**PROVIDED TEXT:**
'''
The State government’s repeated rollback of restrictions has irked COVID-19 experts, who say the next four weeks are most critical in the entire period since the first COVID-19 case in the country. Whatever needs to be done has to be done now to cut the transmission cycle, they assert.
A day after it announced stringent measures to tackle the spread of COVID-19, the State government modified its order on 50% seating capacity in cinemas following pressure from the film industry. The restriction has been postponed till April 7. Similarly, the next day the restriction pertaining to closure of gyms was also rolled back and they have been allowed to remain open with the 50% occupancy.
Confusing signals
Experts, who say that such flip-flops by the government will only send out confusing signals and lead to laxity among people who are already not following COVID-19 norms, assert that the State will go the Maharashtra way in the next three weeks.
“Then it will become inevitable for the government to announce more drastic measures, which could have been avoided if the restrictions were in force at the right time. If schools had been closed earlier and cinemas were not allowed to open full capacity in February itself, the transmission cycle could have been cut. We do not know under what compulsion the government rolled back its restrictions,” said a senior expert.
“When the government decides to issue an Order, the Chief Minister and the State’s administrators need to discuss what will be the consequences of the Order and anticipated response from the stakeholders. The Technical Advisory Committee can only recommend but the enforcing authority is the government. We are helpless,” said the expert.
'''
**ENTRIES PROVIDED:**
'''
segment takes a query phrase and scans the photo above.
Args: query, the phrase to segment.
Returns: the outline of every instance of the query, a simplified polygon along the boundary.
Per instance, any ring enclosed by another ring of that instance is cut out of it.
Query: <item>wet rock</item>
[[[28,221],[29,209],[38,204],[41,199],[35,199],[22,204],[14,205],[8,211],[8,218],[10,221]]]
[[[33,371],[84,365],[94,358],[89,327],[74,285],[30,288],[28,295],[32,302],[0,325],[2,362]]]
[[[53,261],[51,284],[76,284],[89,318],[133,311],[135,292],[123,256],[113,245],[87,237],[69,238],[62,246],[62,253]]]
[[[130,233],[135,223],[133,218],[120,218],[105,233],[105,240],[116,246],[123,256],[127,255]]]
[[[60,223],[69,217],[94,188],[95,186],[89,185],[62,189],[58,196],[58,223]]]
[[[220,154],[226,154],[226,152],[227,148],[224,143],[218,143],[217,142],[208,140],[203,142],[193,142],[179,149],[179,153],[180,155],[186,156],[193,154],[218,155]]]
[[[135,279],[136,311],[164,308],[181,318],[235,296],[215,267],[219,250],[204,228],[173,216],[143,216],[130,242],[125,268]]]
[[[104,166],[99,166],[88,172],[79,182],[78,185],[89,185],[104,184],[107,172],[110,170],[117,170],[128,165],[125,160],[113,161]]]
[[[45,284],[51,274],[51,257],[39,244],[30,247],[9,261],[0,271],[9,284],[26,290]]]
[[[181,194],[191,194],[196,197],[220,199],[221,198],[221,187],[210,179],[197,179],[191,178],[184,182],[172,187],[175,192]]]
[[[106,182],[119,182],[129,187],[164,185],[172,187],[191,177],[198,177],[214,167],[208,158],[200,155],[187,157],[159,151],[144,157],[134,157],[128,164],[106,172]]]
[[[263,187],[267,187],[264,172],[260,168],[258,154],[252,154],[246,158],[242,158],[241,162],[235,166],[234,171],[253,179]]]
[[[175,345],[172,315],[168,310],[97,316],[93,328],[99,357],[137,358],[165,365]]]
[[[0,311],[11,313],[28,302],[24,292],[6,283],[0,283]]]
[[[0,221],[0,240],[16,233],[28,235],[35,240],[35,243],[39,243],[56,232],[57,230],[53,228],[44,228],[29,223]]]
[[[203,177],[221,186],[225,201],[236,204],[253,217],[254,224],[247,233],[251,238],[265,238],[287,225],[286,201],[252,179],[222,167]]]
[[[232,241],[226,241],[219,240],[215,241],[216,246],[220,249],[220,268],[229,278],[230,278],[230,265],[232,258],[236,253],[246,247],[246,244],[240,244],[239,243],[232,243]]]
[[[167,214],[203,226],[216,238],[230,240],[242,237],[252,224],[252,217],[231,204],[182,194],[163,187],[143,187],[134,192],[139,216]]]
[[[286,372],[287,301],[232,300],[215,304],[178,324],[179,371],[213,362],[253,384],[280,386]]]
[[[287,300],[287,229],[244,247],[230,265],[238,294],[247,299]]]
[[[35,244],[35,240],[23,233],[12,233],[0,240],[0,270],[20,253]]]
'''
**REQUIRED ACTIONS:**
- a) From the article on the rollback of COVID-19 restrictions, extract the passage that begins at the words "A day after" and stops after "the 50% occupancy.".
- b) Continue the article on the rollback of COVID-19 restrictions from the point where it stops.

**EXPECTED RESULTS:**
- a)
A day after it announced stringent measures to tackle the spread of COVID-19, the State government modified its order on 50% seating capacity in cinemas following pressure from the film industry. The restriction has been postponed till April 7. Similarly, the next day the restriction pertaining to closure of gyms was also rolled back and they have been allowed to remain open with the 50% occupancy.

- b)
Stating that the government will be known as a ‘rollback government in the history of the pandemic in Karnataka, another senior member of the TAC said soon the State will be forced to impose a lockdown. “But by then many lives would have been lost and things would have gone out of control,” the member said.
Grim situation
V. Ravi, TAC member and nodal officer for genomic confirmation of SARS-COV-2 in Karnataka, said the situation is very grim. “Unless the public cooperates, we will soon reach figures identical to Maharashtra and that can happen in the next three weeks. Preventing the spread is everybody’s responsibility,” he said.
Giridhar R. Babu, another TAC member, tweeted, “While the lockdown in 2020 was mostly avoidable, the one in 2021 is mostly preventable.” “At this rate Bengaluru will have 6,500 daily cases by April 20. Even if 10% of them require hospitalization, the health system will run out of capacity in a few days. We need action now, not tomorrow. Stay home people, wear masks if going out and get vaccinated when eligible,” he said in another tweet. “Most of the congregations are preventable. The situation is fast evolving. What could have been done locally, is fast evolving necessitating national-level mitigation measures,” he added in another tweet.